Collection entries

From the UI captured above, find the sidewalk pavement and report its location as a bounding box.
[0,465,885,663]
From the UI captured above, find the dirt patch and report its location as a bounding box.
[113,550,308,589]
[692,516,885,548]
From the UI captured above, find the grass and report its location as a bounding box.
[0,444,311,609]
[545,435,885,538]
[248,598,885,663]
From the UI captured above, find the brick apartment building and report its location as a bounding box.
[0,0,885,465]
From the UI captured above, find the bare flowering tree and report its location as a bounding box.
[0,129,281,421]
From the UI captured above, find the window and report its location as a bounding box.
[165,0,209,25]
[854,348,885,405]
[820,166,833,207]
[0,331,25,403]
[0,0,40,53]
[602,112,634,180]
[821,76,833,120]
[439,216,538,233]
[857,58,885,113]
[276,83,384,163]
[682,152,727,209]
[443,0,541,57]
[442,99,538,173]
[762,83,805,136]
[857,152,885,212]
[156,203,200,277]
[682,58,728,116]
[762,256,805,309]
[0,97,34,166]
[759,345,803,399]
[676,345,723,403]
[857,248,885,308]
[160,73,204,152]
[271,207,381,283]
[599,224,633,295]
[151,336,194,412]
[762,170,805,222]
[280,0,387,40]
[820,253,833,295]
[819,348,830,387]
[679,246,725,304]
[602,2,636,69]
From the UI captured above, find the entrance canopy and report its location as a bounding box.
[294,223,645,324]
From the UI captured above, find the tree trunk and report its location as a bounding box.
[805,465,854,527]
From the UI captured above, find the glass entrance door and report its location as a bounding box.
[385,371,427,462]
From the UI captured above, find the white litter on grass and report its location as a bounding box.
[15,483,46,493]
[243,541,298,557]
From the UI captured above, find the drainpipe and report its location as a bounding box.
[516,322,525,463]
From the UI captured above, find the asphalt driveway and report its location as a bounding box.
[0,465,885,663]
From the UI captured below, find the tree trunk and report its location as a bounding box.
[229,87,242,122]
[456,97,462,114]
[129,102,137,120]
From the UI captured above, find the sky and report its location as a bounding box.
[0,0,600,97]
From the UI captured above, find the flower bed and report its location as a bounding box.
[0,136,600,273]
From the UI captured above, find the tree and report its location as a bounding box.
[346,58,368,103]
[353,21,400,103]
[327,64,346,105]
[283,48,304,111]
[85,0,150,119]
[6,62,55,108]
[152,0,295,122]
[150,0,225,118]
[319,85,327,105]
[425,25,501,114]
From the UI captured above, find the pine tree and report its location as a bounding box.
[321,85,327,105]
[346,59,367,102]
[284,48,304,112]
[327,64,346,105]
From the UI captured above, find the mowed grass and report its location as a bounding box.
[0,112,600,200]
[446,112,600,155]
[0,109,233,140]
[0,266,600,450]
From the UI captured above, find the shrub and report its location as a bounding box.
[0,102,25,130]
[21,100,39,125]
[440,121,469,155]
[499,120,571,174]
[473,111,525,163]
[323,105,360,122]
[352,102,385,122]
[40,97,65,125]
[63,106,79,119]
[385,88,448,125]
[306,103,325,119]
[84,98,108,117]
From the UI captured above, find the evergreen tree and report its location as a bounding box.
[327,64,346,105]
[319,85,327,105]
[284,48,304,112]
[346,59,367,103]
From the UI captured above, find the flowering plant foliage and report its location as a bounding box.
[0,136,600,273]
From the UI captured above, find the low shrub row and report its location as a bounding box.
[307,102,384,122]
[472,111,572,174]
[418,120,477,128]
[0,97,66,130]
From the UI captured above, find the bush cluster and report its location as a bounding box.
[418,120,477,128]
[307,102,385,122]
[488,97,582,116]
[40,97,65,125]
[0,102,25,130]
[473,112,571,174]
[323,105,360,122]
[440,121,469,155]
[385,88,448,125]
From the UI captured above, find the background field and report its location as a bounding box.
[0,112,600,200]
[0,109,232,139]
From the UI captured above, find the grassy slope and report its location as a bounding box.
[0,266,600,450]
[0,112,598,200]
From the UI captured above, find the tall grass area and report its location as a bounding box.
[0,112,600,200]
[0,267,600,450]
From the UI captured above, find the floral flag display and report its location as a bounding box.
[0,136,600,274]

** DO THIS **
Arrange the lines of the entries above as a numbered list with blank lines omitted, starting at the line containing "From the UI captured above, find the window" and ending after the line containing "[805,465,854,527]".

** RESPONSE **
1. From the UI captured above, find the window and report its location as a bounding box.
2. [165,0,209,25]
3. [854,348,885,405]
4. [820,166,833,207]
5. [0,331,25,403]
6. [0,0,40,53]
7. [602,112,634,180]
8. [821,76,833,120]
9. [439,216,538,233]
10. [857,58,885,113]
11. [276,83,384,163]
12. [682,152,727,209]
13. [443,0,541,57]
14. [442,99,538,173]
15. [762,83,805,136]
16. [857,152,885,212]
17. [156,203,200,277]
18. [682,58,728,116]
19. [762,256,805,309]
20. [0,97,34,166]
21. [759,345,803,399]
22. [676,345,723,403]
23. [857,248,885,308]
24. [160,73,204,152]
25. [271,207,381,283]
26. [599,224,633,295]
27. [151,336,194,412]
28. [762,170,805,222]
29. [280,0,387,40]
30. [820,253,833,295]
31. [819,348,830,387]
32. [679,246,725,304]
33. [602,2,636,69]
34. From the UI captured above, find the entrance canopy and report its location as a bounding box.
35. [294,223,645,324]
36. From the UI captured above, find the tree trunk and report its location as a bounding box.
37. [805,465,854,527]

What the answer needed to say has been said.